Beginning with the line where "of the riverbank." appears, repeat every remaining line of the entries exactly, the last line included.

++++ Input records ++++

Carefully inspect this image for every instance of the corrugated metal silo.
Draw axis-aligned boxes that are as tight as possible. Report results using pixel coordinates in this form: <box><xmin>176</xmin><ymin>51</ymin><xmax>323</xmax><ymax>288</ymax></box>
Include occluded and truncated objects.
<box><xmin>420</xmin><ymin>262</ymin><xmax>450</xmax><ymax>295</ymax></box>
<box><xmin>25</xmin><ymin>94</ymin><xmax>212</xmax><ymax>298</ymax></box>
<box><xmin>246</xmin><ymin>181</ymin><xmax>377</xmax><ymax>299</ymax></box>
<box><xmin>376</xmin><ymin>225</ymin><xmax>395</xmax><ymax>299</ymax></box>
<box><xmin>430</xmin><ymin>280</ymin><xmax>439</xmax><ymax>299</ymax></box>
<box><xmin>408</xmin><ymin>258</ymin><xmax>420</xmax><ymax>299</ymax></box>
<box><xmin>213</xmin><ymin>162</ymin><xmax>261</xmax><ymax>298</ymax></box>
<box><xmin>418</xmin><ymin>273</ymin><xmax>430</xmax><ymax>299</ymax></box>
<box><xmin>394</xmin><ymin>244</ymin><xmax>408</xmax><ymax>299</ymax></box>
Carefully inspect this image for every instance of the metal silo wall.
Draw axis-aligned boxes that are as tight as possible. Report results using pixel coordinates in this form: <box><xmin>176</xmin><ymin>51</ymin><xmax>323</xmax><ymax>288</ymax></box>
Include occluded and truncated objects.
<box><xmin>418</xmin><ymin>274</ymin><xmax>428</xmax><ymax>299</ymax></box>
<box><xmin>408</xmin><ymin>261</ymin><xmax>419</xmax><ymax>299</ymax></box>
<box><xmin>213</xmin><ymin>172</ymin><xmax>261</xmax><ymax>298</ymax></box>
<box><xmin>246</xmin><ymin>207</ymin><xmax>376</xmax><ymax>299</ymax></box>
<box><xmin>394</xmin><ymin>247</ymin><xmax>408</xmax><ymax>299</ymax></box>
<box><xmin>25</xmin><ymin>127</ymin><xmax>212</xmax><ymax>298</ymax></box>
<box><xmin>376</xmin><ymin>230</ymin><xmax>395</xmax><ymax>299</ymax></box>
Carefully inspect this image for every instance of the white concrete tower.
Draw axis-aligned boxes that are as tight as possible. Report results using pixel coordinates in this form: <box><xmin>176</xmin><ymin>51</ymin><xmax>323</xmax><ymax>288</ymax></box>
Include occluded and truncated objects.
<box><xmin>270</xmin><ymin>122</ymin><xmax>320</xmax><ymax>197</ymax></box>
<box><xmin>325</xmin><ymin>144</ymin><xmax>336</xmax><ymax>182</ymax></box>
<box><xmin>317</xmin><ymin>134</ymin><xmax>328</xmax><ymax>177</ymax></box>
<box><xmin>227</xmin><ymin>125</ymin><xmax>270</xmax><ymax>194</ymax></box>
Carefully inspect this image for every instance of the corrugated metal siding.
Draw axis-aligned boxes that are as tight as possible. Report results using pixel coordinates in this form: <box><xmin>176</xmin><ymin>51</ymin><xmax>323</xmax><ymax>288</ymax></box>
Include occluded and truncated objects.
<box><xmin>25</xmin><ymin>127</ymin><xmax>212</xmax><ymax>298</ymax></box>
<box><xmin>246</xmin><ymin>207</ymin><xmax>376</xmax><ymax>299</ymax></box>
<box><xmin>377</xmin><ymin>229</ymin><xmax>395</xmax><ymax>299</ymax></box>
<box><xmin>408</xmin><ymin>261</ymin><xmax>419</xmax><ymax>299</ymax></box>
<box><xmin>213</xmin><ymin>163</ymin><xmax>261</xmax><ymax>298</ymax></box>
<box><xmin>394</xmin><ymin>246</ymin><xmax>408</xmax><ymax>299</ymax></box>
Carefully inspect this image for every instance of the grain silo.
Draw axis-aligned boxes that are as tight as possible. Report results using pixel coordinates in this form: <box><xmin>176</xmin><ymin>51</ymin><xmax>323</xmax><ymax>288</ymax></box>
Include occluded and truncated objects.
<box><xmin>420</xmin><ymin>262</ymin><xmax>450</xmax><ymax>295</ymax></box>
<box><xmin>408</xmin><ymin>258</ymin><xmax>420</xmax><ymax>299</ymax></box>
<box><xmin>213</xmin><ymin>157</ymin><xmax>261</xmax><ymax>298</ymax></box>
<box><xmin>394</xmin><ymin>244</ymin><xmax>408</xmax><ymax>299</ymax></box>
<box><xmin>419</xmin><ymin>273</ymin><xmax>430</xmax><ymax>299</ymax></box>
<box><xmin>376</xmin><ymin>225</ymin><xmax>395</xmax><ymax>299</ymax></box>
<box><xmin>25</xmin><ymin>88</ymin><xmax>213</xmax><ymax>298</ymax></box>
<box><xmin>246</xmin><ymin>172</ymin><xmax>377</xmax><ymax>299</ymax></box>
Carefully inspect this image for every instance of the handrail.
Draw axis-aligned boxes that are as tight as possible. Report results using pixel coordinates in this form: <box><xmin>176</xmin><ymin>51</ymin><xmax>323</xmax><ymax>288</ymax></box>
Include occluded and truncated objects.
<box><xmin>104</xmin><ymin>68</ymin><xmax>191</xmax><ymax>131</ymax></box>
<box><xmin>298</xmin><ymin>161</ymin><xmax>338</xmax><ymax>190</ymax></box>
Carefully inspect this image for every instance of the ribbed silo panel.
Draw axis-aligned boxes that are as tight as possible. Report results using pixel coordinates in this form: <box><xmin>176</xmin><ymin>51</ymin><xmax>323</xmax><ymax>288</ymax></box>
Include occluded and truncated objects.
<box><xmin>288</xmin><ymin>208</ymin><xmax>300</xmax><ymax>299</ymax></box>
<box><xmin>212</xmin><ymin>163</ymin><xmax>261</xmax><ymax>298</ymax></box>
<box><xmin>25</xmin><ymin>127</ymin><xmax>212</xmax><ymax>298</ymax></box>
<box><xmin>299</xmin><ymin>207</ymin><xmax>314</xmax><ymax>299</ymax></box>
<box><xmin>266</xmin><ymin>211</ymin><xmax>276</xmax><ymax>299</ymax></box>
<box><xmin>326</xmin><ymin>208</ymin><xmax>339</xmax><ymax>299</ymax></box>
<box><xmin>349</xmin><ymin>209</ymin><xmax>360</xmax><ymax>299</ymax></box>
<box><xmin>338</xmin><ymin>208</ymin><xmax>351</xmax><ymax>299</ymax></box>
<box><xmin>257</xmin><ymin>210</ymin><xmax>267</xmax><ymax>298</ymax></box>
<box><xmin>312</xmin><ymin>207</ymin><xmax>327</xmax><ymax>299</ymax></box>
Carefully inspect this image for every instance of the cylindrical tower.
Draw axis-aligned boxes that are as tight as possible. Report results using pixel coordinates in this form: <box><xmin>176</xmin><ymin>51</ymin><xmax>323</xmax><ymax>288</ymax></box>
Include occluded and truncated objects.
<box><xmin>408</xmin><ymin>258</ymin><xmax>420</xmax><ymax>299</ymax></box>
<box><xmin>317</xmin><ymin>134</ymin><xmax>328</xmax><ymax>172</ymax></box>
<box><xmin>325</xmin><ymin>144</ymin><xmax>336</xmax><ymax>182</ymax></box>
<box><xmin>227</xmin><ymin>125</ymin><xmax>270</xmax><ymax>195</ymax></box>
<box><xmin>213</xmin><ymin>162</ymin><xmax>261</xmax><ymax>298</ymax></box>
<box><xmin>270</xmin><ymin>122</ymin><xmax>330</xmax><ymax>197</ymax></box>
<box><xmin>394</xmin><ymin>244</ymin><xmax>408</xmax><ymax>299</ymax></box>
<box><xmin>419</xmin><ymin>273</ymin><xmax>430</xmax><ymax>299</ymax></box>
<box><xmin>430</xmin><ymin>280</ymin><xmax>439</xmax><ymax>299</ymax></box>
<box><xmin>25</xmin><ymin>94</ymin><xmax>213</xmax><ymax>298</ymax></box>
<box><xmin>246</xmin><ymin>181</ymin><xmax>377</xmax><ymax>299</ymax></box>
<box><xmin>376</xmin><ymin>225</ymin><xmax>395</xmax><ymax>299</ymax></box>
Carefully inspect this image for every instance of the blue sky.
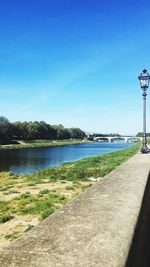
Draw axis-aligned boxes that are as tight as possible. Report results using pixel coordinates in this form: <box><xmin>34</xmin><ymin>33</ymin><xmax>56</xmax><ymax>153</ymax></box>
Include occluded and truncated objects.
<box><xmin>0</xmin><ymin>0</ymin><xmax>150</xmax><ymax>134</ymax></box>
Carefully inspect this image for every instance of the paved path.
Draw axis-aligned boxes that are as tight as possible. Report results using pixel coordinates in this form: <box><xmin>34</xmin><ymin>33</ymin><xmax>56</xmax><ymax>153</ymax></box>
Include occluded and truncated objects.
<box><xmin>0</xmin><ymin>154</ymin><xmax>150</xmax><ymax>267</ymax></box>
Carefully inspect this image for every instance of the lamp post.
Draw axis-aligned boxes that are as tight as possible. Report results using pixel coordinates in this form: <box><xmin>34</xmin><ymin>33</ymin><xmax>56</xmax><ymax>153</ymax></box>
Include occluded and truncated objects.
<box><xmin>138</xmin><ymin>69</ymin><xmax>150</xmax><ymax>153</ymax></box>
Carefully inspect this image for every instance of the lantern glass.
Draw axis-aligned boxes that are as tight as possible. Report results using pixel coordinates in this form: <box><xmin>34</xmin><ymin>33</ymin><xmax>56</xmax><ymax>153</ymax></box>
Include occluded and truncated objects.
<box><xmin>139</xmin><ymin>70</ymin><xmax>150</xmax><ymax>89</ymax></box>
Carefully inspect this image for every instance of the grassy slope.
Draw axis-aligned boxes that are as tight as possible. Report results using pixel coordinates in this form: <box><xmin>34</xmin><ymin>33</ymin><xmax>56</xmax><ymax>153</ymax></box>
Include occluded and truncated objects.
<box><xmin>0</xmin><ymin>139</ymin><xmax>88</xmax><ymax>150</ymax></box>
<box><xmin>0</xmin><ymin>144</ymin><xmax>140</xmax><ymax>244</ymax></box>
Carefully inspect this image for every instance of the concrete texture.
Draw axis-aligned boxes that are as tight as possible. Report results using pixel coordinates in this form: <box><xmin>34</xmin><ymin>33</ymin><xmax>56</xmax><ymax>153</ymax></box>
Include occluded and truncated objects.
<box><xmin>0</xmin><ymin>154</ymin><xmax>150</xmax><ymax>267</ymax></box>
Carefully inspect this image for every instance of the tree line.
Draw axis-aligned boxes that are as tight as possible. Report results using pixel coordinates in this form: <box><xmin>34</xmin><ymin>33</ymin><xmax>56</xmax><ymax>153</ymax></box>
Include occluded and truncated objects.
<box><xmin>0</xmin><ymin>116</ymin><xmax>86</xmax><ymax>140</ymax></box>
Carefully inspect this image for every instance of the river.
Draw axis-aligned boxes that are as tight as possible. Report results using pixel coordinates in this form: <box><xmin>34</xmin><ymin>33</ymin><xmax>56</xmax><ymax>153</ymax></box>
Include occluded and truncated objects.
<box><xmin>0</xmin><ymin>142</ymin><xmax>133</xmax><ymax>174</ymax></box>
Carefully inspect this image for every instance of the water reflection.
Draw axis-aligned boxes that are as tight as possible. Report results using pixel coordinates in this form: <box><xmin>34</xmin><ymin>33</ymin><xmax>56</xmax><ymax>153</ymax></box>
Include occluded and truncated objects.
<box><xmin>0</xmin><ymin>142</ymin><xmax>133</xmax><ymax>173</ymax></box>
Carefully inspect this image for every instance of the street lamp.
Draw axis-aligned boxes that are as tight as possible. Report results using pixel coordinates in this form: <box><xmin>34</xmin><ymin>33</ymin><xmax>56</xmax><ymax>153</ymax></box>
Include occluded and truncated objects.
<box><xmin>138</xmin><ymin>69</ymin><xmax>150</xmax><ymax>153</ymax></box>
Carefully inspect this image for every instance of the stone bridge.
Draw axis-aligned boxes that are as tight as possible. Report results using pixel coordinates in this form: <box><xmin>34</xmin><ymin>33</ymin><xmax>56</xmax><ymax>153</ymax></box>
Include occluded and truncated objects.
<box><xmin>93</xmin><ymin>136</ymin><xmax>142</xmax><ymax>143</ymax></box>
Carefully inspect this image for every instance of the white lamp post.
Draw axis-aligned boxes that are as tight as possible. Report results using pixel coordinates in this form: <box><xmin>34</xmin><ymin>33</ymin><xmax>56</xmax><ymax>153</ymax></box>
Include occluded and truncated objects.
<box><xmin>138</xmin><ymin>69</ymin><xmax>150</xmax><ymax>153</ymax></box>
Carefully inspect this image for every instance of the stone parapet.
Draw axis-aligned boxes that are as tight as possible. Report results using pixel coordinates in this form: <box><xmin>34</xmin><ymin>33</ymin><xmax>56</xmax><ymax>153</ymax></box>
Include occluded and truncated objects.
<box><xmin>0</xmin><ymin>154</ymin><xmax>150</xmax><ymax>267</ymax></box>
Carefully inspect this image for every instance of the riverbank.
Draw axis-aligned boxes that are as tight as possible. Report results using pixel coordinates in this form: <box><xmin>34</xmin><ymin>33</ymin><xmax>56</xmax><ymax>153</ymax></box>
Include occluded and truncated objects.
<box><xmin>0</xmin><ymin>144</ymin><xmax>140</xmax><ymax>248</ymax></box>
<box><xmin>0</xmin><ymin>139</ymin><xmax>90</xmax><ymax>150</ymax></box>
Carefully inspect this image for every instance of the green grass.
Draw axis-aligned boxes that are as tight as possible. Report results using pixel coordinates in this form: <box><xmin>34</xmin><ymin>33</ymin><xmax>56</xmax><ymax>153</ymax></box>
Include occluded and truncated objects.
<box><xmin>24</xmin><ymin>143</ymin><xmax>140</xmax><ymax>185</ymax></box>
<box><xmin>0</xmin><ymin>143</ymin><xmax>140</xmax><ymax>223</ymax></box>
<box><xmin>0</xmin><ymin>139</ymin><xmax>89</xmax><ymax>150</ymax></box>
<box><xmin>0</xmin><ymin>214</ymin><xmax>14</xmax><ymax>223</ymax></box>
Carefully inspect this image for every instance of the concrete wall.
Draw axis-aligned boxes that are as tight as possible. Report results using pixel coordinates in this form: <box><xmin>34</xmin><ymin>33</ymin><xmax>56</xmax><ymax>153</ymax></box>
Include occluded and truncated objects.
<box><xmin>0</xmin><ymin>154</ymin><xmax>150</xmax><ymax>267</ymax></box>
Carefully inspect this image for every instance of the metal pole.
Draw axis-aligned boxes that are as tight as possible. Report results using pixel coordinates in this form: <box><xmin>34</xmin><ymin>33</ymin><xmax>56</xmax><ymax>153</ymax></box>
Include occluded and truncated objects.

++++

- Task response
Carefully inspect this image for every instance of the riverbank.
Draw axis-aligned boxes that are as tight as possible. Report results using pixel coordinates in this form: <box><xmin>34</xmin><ymin>33</ymin><xmax>56</xmax><ymax>153</ymax></box>
Include occluded and truncated objects.
<box><xmin>0</xmin><ymin>144</ymin><xmax>140</xmax><ymax>248</ymax></box>
<box><xmin>0</xmin><ymin>139</ymin><xmax>90</xmax><ymax>150</ymax></box>
Carefully inspect this image for every instance of the green grass.
Draw axis-aligned boxes that are as tight as possible. Report results using pixel coordinates in this form: <box><xmin>34</xmin><ymin>33</ymin><xmax>56</xmax><ymax>153</ymax></box>
Include occluded and truncated objects.
<box><xmin>24</xmin><ymin>143</ymin><xmax>140</xmax><ymax>185</ymax></box>
<box><xmin>0</xmin><ymin>143</ymin><xmax>140</xmax><ymax>223</ymax></box>
<box><xmin>0</xmin><ymin>139</ymin><xmax>89</xmax><ymax>150</ymax></box>
<box><xmin>0</xmin><ymin>214</ymin><xmax>14</xmax><ymax>223</ymax></box>
Carefully inspect this image for every instance of the concrete wall.
Draw axis-aligned boxes that are as tight as possible. Report results using pixel coordinates in this form: <box><xmin>34</xmin><ymin>33</ymin><xmax>56</xmax><ymax>153</ymax></box>
Include occluded and truncated objects.
<box><xmin>0</xmin><ymin>154</ymin><xmax>150</xmax><ymax>267</ymax></box>
Carefully inspect this image for every instance of the metal pole.
Draw axis-aligned boxes that are as tight as possible. Report results using pixel coordinates in this form: <box><xmin>34</xmin><ymin>33</ymin><xmax>56</xmax><ymax>153</ymax></box>
Include occluded and truncated objects.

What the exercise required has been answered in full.